À mille lieues d'un théâtre prémâché, Jocelyn Pelletier nous offre une pièce électrochoc qu'il qualifie d'exigeante et de surchargée. Présentée au théâtre Premier Acte, Entre vous et moi il n'y a qu'un mur propose une constellation d'êtres esseulés, essoufflés ou carrément asphyxiés par un monde trop dense, trop violent. L'auteur et metteur en scène nous largue, par le biais de ses interprètes solides, une salve ininterrompue de mots justes et mordants, empreints de sensibilité et d'une urgence palpable.

Comme l'indique le programme, nous assistons d'abord aux questionnements d'un couple sur leur relation ambigüe, puis vient la mère de famille  qui nous livre une litanie presque obsessive sur sa perfection sans tache, alors que ses deux filles réclament son attention sans succès. Ensuite, une jeune femme nous raconte dans un discours disloqué une soirée « pleine de promesses » qui tourne à l'enfer. Finalement, nous sommes les témoins d'une multitude d'adolescents vivant des situations cocasses ou désolantes soit à la maison, à l'école ou encore dans une fête, mais toutes teintées d'un malaise dévorant. La réception réelle du spectacle peut nous sembler toute autre que cette description assez simple. Plus les minutes avancent et plus les personnages sont flous, les acteurs changeant constamment de vêtements et ainsi de personnages, revêtant ces peaux éparses ; les textes sont hachurés, imbriqués subtilement les uns aux autres, chuchotés, hurlés, sués par les actrices et acteurs. Une force hors du commun surgit de ce procédé, car au risque de nous perdre, il nous fait prendre conscience que ces individus pourraient être n'importe qui, nos amis, notre famille ou encore nous-mêmes. Nous sommes tous aux prises avec ce monde aux technologies sans bornes mais à la communication défaillante. Entre chaque individu il n'y a qu'un mur et il ne tient qu'à nous de le faire disparaître pour enfin se rejoindre. La violence et le contraste des incursions sonores et musicales orchestrés par Pascal Asselin (Milimétrik) avec le silence et la stature désincarnée de la parole percutent à souhait le spectateur.  Dans le regard de la jeune femme abusée, dans  l'implacable déroute des adolescents, nous sommes figés devant ce questionnement « comment l'humain peut-il générer autant de violence, de souffrance, et comment contrecarrer ce déni dont nous sommes tous coupables? » Une réponse est tentée à la toute fin du spectacle, une ode contemporaine à la beauté par un homme qui demande dans une belle métaphore « son fix de lumière ».

Entre vous et moi il n'y a qu'un mur, c'est un texte et une mise en scène solide et rigoureuse signés Jocelyn Pelletier, un mouvement harmonisé avec talent par Karine Ledoyen, un jeu assuré par cinq interprètes investis et généreux (Alexa-Jeanne Dubé, Joanie Lehoux, Frédérique Bradet, Gabriel Fournier, Lucien Ratio), une ambiance sonore percutante élaborée par Pascal Asselin et Lucien Ratio et une scénographie et des éclairages au service de l'oeuvre, réalisés respectivement par Dominic Thibault et Jean-François Labbé. Une pièce qui en dit autant devrait être présentée chez les jeunes publics adolescents (non sans un certain suivi pédagogique, il s'agit tout de même d'une œuvre riche et complexe où il est possible de se perdre), et ce, dans l'espoir de leur partager cette vision du caractère insignifiant de la violence et de la haine gratuite. Il y a tant de choses plus essentielles, plus profondes, que tout cela peut commencer en laissant de côté l'intelligence de nos téléphones pour se tourner vers l'unicité des individus qui nous entourent.

Énoncé:
Reformulez sous forme de liste le paragraphe de la critique qui commence par « Entre vous et moi il n'y a qu'un mur, c'est un texte », en conservant ses faits principaux. Les lignes ne servent pas à cet exercice.

Lignes sources:
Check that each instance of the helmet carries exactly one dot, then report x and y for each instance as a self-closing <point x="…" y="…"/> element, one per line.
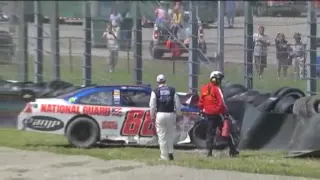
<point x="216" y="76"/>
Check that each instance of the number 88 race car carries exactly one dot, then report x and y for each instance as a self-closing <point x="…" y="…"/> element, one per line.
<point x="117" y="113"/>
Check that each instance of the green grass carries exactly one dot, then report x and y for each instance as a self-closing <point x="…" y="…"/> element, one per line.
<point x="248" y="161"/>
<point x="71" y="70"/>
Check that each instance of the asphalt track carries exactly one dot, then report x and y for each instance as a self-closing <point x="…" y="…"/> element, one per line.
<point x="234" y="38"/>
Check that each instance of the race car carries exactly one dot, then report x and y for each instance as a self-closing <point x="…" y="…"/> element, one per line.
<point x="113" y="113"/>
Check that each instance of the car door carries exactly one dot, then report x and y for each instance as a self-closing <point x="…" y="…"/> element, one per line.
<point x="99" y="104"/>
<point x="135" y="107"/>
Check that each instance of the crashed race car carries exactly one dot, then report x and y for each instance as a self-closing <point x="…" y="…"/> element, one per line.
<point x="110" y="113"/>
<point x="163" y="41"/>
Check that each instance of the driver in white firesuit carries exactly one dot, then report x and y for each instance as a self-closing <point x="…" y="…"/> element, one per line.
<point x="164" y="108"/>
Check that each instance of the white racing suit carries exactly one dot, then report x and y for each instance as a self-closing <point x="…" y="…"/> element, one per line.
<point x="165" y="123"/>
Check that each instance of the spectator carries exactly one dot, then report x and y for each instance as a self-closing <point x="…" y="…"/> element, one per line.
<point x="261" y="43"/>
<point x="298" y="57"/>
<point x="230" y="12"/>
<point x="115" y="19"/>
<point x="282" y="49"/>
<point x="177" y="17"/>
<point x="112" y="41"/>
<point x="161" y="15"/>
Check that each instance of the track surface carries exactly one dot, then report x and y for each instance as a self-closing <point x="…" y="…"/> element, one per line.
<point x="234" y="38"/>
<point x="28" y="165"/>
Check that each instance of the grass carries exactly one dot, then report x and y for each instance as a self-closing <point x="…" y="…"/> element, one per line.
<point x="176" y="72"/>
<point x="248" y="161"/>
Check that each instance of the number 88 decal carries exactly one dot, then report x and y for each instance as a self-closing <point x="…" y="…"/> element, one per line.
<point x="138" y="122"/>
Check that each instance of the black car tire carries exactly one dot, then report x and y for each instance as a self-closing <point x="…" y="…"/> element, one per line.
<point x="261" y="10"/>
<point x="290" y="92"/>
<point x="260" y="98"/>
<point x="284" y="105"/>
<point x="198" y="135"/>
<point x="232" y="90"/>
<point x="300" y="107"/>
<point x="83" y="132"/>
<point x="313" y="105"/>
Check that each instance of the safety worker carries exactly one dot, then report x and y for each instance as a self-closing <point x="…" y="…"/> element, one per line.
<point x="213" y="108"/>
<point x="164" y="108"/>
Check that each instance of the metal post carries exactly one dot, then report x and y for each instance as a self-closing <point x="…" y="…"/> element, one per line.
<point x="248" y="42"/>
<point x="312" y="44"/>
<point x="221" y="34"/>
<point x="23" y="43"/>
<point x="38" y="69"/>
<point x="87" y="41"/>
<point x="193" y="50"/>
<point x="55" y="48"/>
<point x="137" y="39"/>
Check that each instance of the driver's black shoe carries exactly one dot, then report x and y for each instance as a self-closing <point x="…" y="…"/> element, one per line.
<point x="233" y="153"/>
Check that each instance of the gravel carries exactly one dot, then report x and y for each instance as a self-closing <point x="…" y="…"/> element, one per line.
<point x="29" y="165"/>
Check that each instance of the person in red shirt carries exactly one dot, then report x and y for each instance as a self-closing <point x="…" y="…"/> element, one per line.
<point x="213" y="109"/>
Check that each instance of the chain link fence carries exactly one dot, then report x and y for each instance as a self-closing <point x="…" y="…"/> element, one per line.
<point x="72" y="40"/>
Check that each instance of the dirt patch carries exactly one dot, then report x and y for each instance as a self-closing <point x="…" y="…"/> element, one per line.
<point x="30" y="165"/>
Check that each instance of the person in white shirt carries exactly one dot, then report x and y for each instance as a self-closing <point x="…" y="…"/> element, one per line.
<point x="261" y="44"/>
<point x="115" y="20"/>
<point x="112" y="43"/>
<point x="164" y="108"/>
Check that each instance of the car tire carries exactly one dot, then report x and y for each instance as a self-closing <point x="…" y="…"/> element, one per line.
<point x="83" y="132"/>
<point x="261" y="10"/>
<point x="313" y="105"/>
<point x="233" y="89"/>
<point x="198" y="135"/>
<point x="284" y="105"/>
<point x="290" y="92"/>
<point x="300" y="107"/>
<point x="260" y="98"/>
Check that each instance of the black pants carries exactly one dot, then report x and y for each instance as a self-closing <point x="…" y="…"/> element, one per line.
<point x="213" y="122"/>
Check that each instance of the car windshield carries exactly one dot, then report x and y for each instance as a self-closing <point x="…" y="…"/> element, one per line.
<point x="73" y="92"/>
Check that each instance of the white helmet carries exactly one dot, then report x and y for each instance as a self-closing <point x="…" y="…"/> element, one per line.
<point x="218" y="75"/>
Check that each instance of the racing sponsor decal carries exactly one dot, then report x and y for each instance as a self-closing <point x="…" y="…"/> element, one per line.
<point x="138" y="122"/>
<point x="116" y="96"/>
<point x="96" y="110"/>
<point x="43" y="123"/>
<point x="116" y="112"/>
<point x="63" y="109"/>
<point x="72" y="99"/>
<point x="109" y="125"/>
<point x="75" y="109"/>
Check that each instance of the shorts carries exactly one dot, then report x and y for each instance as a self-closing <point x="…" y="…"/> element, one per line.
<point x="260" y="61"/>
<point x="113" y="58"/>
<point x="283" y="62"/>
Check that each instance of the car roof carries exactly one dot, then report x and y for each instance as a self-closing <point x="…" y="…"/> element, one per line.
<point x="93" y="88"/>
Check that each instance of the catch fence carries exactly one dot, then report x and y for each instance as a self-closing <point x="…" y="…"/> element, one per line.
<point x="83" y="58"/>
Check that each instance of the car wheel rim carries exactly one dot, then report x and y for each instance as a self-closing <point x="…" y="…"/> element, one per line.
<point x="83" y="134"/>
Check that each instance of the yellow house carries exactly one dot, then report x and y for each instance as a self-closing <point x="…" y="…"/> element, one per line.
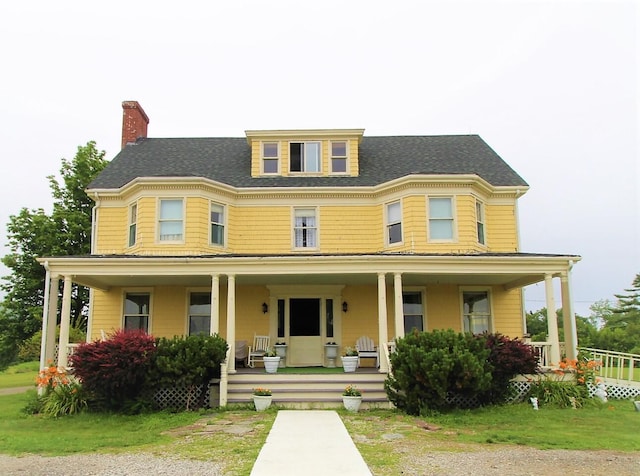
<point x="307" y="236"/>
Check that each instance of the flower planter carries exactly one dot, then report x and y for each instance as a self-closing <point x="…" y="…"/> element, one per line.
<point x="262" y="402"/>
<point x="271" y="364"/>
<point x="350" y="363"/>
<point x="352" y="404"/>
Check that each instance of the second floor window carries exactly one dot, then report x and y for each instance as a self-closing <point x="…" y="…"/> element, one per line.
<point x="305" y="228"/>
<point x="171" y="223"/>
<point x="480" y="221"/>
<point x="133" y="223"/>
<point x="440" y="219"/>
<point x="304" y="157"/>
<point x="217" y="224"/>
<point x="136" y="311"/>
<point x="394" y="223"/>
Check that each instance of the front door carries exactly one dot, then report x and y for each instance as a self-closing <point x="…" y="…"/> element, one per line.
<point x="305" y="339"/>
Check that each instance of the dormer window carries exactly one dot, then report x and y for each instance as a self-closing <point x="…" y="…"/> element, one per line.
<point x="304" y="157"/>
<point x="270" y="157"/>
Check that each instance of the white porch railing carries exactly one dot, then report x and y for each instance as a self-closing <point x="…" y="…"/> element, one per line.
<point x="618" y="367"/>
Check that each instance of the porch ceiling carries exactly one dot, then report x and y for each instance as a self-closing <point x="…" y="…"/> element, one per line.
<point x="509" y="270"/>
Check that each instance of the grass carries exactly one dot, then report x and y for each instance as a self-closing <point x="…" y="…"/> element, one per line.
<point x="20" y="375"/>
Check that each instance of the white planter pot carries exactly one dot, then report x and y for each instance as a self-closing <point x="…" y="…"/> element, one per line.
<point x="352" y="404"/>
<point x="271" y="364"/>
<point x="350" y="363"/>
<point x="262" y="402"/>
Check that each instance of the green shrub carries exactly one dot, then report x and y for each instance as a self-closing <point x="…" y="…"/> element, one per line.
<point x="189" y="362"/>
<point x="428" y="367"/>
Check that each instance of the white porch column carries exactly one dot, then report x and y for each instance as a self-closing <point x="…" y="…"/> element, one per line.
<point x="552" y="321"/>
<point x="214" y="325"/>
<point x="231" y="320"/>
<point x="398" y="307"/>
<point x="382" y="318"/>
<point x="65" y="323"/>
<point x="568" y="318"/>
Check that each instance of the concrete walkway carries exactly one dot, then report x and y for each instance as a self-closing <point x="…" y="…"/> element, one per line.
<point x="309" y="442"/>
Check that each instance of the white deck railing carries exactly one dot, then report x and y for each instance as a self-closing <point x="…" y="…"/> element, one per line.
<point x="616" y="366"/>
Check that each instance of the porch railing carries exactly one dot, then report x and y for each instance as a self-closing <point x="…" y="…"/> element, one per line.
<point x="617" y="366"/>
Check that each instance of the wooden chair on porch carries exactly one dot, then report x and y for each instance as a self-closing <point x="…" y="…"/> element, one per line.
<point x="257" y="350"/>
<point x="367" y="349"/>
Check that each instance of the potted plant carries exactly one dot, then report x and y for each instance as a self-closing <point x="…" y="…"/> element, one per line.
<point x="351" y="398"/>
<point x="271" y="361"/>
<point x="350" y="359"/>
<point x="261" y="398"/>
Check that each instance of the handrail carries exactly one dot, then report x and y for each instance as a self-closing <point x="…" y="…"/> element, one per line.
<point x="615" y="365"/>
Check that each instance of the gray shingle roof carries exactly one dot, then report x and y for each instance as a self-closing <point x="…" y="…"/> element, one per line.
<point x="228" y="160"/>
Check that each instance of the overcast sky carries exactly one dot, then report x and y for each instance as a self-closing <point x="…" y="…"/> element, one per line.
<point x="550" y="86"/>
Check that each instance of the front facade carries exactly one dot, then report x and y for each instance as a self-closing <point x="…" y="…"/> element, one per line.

Corrigé de l'exercice:
- Texte et mise en scène, solides et rigoureux : Jocelyn Pelletier
- Mouvement : Karine Ledoyen
- Cinq interprètes investis et généreux : Alexa-Jeanne Dubé, Joanie Lehoux, Frédérique Bradet, Gabriel Fournier, Lucien Ratio
- Ambiance sonore : Pascal Asselin et Lucien Ratio
- Scénographie : Dominic Thibault
- Éclairages : Jean-François Labbé
- La pièce devrait être présentée aux publics adolescents, avec un suivi pédagogique, car c'est une œuvre riche et complexe où l'on peut se perdre.
- Le but est de leur faire partager une vision du caractère insignifiant de la violence et de la haine gratuite.
- Tout peut commencer en délaissant nos téléphones pour nous tourner vers les personnes qui nous entourent.